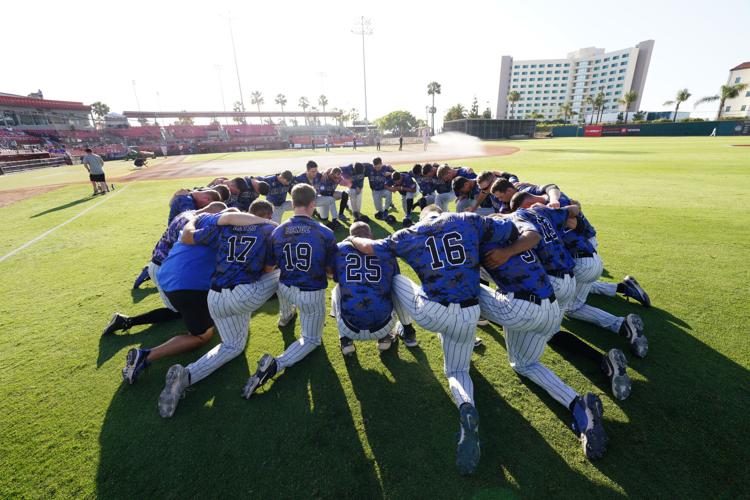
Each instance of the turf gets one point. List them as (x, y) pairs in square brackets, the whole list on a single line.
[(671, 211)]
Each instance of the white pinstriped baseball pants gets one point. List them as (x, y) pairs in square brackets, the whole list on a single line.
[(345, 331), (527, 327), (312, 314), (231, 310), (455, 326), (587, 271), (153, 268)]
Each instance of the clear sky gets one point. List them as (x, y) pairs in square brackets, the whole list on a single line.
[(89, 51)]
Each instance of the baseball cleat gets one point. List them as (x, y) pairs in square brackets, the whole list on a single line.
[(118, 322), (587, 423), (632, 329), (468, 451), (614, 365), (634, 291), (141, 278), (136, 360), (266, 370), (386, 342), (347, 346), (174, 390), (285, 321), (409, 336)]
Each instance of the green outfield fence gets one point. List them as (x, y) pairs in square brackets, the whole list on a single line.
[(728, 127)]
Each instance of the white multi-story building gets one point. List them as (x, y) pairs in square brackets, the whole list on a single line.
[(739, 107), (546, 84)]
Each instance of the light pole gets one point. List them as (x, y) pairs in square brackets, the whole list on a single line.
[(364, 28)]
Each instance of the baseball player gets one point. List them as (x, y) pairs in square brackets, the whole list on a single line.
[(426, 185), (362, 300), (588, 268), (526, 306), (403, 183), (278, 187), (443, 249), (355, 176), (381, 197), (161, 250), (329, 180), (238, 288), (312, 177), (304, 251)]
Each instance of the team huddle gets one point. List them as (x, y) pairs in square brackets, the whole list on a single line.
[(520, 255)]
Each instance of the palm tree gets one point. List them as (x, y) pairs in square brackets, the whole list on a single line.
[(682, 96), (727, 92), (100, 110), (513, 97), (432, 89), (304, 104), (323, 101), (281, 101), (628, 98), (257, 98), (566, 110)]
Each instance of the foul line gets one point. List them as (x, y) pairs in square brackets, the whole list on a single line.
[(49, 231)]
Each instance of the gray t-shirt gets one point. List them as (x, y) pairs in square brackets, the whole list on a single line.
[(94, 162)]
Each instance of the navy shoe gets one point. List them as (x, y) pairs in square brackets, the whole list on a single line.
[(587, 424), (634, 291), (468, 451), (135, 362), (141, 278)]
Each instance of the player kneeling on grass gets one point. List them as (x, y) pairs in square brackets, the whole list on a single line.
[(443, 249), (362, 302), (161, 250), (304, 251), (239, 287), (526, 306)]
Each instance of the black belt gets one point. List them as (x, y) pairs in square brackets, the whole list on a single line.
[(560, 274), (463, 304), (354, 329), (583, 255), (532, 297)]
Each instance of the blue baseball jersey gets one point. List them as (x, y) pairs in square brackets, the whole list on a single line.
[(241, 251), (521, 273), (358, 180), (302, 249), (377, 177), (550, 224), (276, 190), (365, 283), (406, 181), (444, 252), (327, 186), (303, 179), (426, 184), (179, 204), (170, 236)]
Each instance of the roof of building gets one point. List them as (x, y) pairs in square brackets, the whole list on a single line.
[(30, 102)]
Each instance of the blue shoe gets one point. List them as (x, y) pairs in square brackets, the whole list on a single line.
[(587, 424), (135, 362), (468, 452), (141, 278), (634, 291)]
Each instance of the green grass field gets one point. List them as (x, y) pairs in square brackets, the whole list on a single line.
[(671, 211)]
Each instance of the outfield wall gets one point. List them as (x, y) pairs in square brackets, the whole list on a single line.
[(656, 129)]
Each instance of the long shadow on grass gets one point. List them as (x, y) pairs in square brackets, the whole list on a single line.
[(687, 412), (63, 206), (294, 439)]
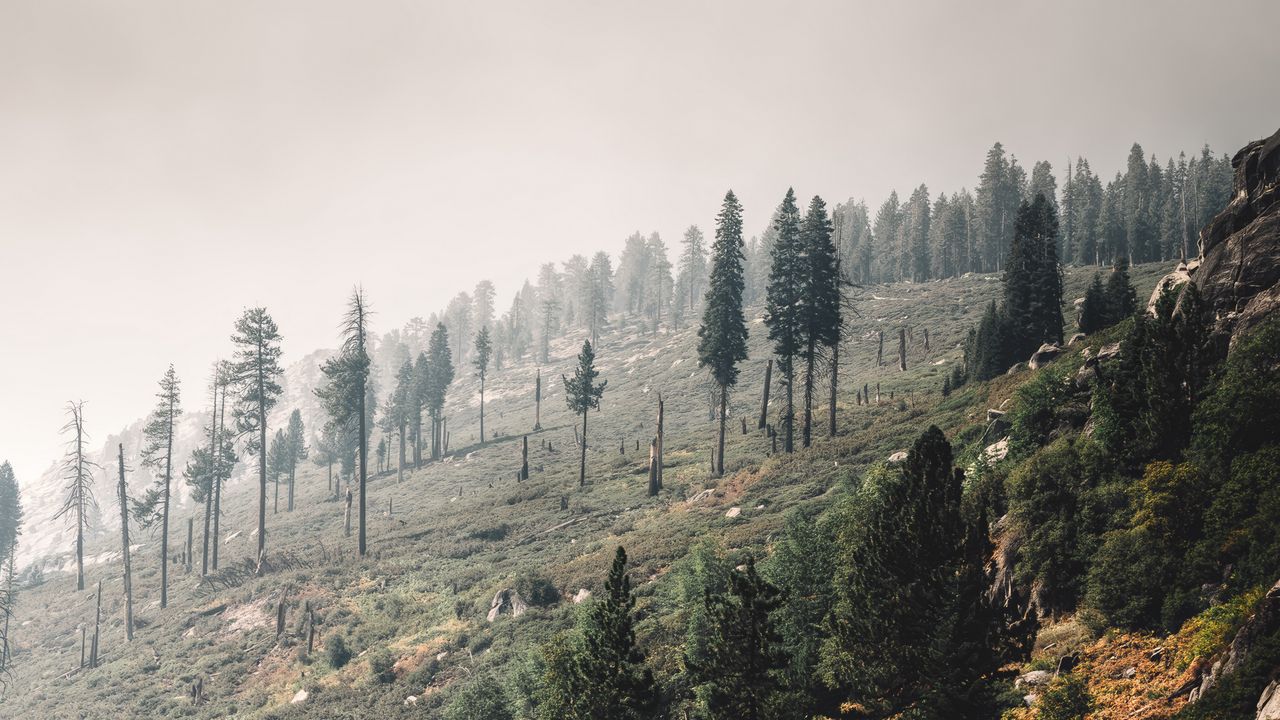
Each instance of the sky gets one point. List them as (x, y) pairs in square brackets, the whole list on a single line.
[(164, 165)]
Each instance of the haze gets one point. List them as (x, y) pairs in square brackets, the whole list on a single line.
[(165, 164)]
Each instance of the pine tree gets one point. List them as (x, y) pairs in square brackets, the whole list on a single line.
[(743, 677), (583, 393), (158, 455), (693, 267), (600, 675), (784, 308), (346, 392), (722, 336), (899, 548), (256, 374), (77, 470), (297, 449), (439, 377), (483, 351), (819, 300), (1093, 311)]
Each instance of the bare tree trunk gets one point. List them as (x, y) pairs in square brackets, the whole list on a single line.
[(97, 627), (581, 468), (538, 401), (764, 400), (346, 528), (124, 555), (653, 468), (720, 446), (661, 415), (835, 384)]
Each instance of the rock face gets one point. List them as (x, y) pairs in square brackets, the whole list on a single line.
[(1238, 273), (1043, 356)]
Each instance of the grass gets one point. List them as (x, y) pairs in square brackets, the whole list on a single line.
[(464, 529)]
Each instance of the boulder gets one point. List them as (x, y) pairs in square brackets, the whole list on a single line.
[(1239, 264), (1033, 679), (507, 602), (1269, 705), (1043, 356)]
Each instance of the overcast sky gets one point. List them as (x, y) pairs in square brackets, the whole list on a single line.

----

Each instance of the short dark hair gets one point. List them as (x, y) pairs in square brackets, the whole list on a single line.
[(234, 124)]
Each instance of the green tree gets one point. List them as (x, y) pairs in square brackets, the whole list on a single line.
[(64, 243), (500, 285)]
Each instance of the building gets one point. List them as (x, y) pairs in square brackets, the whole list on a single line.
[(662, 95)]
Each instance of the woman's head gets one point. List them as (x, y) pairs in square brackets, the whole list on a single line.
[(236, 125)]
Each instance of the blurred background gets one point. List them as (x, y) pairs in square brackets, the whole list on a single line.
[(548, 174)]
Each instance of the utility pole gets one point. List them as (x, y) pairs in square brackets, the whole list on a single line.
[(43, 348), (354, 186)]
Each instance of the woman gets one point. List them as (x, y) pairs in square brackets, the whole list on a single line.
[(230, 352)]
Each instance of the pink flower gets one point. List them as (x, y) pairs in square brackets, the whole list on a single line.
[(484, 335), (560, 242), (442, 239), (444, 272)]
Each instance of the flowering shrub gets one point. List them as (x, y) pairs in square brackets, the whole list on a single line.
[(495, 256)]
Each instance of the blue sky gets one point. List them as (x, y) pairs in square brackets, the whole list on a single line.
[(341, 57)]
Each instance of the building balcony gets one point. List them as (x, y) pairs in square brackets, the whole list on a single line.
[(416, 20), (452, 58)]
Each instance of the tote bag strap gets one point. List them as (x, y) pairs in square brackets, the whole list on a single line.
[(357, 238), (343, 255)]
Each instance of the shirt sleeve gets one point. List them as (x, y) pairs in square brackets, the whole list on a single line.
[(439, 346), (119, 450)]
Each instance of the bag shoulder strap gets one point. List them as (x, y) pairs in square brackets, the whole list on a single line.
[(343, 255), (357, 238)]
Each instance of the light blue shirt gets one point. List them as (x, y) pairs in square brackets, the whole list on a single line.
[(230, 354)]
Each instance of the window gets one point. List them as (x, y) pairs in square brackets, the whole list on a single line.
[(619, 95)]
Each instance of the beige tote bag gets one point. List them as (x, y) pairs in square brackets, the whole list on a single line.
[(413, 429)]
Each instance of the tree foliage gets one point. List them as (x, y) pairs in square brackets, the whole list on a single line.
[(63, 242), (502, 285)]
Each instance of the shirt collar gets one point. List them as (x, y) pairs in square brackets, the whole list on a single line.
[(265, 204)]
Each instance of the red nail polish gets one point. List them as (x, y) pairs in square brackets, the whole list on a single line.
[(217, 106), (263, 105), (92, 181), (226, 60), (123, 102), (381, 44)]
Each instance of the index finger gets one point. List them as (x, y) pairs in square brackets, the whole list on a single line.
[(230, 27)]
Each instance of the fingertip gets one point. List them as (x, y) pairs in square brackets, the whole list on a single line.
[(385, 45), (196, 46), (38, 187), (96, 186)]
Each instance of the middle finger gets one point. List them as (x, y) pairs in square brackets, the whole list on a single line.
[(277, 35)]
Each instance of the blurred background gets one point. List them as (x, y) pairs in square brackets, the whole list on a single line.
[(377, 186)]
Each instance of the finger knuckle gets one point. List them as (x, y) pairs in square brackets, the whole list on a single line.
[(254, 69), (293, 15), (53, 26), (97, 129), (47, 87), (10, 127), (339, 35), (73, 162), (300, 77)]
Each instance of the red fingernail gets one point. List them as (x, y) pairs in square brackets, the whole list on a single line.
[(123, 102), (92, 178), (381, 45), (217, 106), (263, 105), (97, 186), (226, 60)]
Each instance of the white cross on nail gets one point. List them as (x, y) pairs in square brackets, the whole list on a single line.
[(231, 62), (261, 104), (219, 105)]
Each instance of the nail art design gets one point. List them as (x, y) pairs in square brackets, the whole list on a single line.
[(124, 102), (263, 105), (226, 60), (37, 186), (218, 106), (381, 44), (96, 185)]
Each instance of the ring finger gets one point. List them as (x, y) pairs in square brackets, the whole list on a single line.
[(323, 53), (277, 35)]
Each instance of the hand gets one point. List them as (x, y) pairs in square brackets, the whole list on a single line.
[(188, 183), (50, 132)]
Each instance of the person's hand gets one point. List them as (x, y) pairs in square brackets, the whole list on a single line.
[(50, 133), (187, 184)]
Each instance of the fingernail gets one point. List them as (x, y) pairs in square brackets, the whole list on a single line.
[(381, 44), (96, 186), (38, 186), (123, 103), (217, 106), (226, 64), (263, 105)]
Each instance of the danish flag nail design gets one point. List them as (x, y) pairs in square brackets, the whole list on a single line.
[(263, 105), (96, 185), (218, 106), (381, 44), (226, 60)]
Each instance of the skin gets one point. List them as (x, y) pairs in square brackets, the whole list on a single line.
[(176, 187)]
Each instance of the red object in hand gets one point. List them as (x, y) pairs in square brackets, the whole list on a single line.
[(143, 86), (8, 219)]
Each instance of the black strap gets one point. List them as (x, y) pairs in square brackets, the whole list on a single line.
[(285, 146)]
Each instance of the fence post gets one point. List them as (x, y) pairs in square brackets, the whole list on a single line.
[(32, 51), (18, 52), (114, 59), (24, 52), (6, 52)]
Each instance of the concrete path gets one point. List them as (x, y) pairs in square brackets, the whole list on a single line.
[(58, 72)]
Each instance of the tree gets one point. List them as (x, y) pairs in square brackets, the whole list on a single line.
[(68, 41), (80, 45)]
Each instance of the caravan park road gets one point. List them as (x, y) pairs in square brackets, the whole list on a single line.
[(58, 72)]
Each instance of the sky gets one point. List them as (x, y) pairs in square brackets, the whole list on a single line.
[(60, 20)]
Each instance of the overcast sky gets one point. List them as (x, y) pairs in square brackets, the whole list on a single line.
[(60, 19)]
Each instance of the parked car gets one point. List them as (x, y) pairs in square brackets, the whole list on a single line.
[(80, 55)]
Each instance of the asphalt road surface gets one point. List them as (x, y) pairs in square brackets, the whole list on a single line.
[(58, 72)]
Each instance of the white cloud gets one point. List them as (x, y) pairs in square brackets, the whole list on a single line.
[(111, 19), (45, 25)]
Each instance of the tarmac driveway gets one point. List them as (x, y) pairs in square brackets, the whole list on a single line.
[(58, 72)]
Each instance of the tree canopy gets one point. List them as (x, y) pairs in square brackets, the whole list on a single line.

----

Description of the task —
Starting at the line above that holds "Each instance of the parked" and ending at the line that holds "Each instance of the tree canopy", transcribe each line exactly and include no other lines.

Problem solution —
Each instance of the parked car gets one point. List them as (x, y) pairs in square brackets, the whole list on a single line.
[(80, 55)]
Each instance of the asphalt road surface gets one point. List them as (x, y) pairs in square brackets, the whole list on a single line.
[(58, 72)]
Each instance of the white cloud gets one point. List them as (x, y) pairs in square brackets, the whole list on a single line.
[(111, 19), (45, 25)]
Each instance of the tarmac driveway gets one point. List them as (x, y) pairs in square brackets, the whole list on a single line.
[(58, 72)]
Each instance of the tree canopy gets one point. List them as (x, y) pairs in square brackets, the whole list on a single line.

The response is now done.